◆ Data for processing ◆
»»
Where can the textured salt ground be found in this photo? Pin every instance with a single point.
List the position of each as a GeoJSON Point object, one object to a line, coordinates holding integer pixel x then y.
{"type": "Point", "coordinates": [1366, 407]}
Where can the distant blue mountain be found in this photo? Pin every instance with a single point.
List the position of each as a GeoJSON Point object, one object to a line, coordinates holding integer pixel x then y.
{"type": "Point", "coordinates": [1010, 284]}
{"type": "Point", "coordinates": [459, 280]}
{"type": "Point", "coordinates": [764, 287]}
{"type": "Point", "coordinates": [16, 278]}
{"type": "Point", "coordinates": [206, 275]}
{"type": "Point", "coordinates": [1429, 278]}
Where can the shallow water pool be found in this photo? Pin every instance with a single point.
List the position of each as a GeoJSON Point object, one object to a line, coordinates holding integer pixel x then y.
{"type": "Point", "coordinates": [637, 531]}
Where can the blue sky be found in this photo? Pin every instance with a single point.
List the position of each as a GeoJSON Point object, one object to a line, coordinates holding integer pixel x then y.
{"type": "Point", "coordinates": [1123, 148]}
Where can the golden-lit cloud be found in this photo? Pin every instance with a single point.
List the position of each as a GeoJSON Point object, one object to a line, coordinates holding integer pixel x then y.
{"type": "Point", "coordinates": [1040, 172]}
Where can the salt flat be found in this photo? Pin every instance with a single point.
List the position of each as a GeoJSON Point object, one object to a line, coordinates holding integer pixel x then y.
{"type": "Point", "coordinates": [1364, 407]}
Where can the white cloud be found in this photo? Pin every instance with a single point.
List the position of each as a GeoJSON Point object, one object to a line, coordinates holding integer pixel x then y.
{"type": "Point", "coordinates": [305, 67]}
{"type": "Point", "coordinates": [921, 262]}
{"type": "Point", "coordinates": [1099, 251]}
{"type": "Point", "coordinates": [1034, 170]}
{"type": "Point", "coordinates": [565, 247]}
««
◆ Problem details ◆
Please copy the lines in the records above between the one holding "Where can the salt" and the one holding "Where can the white", inclusive, exactly and with no other line.

◆ Solution for this exercise ◆
Where can the salt flat be found in this photo? Pin every instance with a single point.
List the position of each as a GeoJSON Point object, one object to a line, coordinates holding integer pixel x then y.
{"type": "Point", "coordinates": [1364, 407]}
Where can the white cloud be found in this photo? Pin every instance with a single point.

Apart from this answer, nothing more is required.